[Information provided Boundary: Start]
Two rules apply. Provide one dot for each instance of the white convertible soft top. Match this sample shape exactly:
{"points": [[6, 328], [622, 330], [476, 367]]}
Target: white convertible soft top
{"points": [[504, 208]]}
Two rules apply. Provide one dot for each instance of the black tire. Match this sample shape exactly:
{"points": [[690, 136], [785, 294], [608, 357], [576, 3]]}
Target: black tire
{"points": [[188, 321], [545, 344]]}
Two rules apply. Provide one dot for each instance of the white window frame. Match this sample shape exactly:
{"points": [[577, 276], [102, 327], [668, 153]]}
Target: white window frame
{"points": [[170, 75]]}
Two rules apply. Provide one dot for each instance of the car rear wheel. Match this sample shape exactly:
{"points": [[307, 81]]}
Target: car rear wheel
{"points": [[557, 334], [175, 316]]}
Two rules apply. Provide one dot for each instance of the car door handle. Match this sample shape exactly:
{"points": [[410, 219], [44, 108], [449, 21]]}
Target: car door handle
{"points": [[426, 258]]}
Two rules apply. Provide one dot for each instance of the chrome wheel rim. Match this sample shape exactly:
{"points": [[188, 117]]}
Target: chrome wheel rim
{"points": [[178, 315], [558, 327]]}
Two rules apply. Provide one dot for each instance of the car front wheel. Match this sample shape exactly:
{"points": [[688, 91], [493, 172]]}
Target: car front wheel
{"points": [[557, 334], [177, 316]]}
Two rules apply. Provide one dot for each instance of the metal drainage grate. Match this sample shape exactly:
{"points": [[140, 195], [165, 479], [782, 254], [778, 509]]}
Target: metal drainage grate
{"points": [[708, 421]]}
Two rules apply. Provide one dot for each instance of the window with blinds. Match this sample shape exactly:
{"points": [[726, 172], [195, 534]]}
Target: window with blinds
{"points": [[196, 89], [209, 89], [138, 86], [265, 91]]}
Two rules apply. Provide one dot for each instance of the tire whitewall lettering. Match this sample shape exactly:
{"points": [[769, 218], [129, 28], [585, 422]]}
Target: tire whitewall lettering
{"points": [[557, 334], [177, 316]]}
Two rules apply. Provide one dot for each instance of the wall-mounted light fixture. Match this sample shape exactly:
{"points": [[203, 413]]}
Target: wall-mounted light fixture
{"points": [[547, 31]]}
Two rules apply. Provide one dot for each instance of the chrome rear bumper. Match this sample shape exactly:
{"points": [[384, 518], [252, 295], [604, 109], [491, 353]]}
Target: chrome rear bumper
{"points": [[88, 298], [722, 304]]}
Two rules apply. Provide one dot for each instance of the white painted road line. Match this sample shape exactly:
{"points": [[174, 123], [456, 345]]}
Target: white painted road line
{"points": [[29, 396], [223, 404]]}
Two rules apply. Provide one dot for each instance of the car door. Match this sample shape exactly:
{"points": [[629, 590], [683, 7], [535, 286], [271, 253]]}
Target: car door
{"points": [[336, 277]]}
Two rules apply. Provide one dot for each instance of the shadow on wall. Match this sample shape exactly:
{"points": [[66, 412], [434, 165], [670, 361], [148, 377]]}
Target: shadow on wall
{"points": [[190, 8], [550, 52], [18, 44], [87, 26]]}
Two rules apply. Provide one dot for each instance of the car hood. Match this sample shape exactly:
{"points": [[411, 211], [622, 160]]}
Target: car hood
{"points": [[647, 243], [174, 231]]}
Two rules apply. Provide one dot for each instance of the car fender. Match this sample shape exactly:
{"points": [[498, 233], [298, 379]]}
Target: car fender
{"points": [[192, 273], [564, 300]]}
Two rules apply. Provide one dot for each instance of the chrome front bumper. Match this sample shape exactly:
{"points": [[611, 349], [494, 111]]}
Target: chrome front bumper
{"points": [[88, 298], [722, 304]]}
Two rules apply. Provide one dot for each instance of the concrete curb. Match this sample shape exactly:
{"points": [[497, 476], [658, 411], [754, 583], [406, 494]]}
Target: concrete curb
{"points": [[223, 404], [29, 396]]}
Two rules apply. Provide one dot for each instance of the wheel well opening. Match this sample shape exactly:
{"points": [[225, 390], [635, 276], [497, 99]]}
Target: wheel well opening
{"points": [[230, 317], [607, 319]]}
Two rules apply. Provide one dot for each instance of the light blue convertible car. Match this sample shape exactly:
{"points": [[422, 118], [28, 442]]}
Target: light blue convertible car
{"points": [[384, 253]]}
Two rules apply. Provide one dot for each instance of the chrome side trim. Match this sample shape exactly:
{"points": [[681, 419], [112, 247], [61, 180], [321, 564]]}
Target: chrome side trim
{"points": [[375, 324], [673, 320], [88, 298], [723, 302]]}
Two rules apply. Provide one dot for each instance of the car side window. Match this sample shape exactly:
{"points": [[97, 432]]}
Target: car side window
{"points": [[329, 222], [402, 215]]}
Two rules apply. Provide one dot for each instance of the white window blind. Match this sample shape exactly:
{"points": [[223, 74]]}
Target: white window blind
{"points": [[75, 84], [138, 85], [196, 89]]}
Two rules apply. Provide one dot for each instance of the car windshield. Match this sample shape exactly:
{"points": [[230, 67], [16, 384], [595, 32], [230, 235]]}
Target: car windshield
[Information provided Boundary: End]
Within the entries, find all lines that contain "windshield" and copy each one.

Two rules apply. Provide one dot for each instance of the car windshield. Match this sample shape exactly:
Target: car windshield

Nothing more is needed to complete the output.